═════ Text shown ═════

Posted: June 14, 2012
Large Scale Genome Storage Facility Realized in CGHub
Liming Yang, Ph.D.
Bioinformatics Program Director, The Cancer Genome Atlas Program Office
On January 25, 2012, The Cancer Genome Atlas (TCGA) announced the beta launch of the Cancer Genomics Hub (CGHub) as the new secure repository for storing, cataloging, and accessing genome and RNA sequences and alignments from TCGA. CGHub is managed by the University of California, Santa Cruz (UCSC), under a subcontract from SAIC-Frederick . CGHub plans to store the sequencing data for the National Cancer Institute’s large scale cancer genome projects, such as TCGA, Therapeutically Applicable Research to Generate Effective Treatments, and the Cancer Genome Characterization Initiative. CGHub’s goal is to facilitate the use of TCGA data in scientific research projects.
Today, CGHub is out of beta and into the regular version. It has been designed to hold sequence data for 25,000 cases with an average value of 200 gigabytes per case. In the upcoming months, CGHub will add over 100 terabytes of new data. By way of comparison, that’s more than 12 times the data generated by the Human Genome Project. The team is working hard to make sure these valuable data are available to the cancer research community. They are also developing an interactive, web-based, user-friendly interface, in addition to the command line driven interface available now.
CGHub aims to be one of the largest sequence repositories in the world. As the cost of sequencing decreases, more sequence data are generated for research and clinical uses. It is predicted that genome sequencing will one day be part of the standard of care in diagnostics and treatment. A sophisticated secure system such as CGHub will play a critical role in basic and clinical cancer research.
However, CGHub can only facilitate advances in cancer research if investigators take advantage of it. Primary data from TCGA are provided to the cancer research community for use in any legitimate research project. CGHub will ease access to these data and maximize the resources provided to researchers by TCGA.

═════ Provided records ═════

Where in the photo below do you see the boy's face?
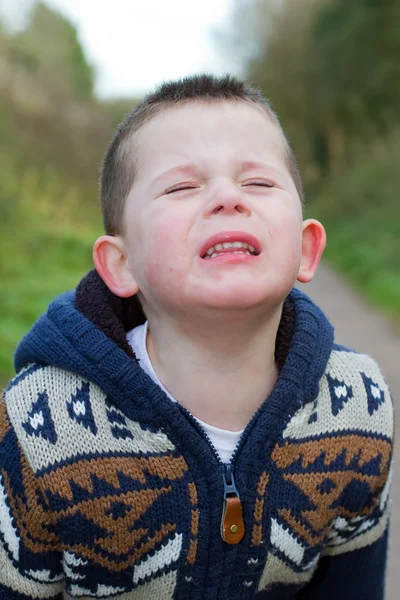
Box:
[123,102,308,312]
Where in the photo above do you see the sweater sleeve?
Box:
[297,438,392,600]
[0,396,63,600]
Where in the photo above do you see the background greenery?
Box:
[0,0,400,384]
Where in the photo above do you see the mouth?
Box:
[200,231,261,260]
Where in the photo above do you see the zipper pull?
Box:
[221,465,244,544]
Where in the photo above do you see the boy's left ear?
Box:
[297,219,326,283]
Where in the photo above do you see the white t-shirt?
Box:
[126,321,244,463]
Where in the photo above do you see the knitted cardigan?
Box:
[0,272,393,600]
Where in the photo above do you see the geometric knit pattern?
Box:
[0,292,393,600]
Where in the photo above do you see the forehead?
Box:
[134,101,286,177]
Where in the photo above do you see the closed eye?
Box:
[165,184,198,194]
[243,181,275,188]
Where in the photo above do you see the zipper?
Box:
[179,405,250,544]
[220,463,244,544]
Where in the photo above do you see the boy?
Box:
[0,75,393,600]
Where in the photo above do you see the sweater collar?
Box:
[15,271,333,418]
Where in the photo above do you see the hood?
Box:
[15,270,333,408]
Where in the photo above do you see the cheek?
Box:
[142,215,189,289]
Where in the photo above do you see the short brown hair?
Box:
[100,74,303,235]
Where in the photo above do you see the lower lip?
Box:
[202,252,260,264]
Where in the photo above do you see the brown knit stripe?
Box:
[272,434,392,473]
[257,473,269,496]
[186,540,198,565]
[251,524,262,546]
[254,498,264,523]
[190,509,200,537]
[186,481,200,565]
[38,455,187,500]
[189,481,197,505]
[252,472,269,546]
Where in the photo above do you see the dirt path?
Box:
[299,265,400,600]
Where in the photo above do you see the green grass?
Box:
[0,227,99,385]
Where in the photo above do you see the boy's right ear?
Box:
[93,235,139,298]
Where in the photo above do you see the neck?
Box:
[147,306,282,431]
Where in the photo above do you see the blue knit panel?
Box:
[0,583,63,600]
[296,531,388,600]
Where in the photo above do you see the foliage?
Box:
[0,3,136,386]
[225,0,400,318]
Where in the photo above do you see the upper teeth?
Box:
[206,241,255,256]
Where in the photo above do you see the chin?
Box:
[196,286,290,310]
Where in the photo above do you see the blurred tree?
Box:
[225,0,400,179]
[12,2,94,100]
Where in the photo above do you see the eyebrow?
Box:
[238,160,282,175]
[151,163,200,185]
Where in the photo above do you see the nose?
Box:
[207,180,251,216]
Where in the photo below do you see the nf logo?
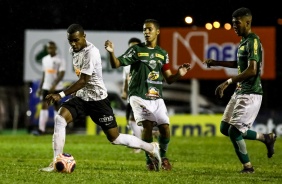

═════

— Questions to answer —
[1] In the CGHub announcement, who manages CGHub?
[2] Please condense the paragraph of the CGHub announcement that opens "Today, CGHub is out of beta" into a shorter version that keeps its main facts.
[3] Reproduce the CGHub announcement word for word from "Posted: June 14, 2012" to "scientific research projects.".

— Activity answers —
[1] The University of California, Santa Cruz (UCSC), under a subcontract from SAIC-Frederick.

[2] CGHub has left beta and is now in its regular version. It is designed to hold sequence data for 25,000 cases, averaging 200 gigabytes each, and will add over 100 terabytes of new data in the coming months, more than 12 times what the Human Genome Project generated. The team is working to make these data available to cancer researchers and is building an interactive, web-based interface to go with the current command line interface.

[3]
Posted: June 14, 2012
Large Scale Genome Storage Facility Realized in CGHub
Liming Yang, Ph.D.
Bioinformatics Program Director, The Cancer Genome Atlas Program Office
On January 25, 2012, The Cancer Genome Atlas (TCGA) announced the beta launch of the Cancer Genomics Hub (CGHub) as the new secure repository for storing, cataloging, and accessing genome and RNA sequences and alignments from TCGA. CGHub is managed by the University of California, Santa Cruz (UCSC), under a subcontract from SAIC-Frederick . CGHub plans to store the sequencing data for the National Cancer Institute’s large scale cancer genome projects, such as TCGA, Therapeutically Applicable Research to Generate Effective Treatments, and the Cancer Genome Characterization Initiative. CGHub’s goal is to facilitate the use of TCGA data in scientific research projects.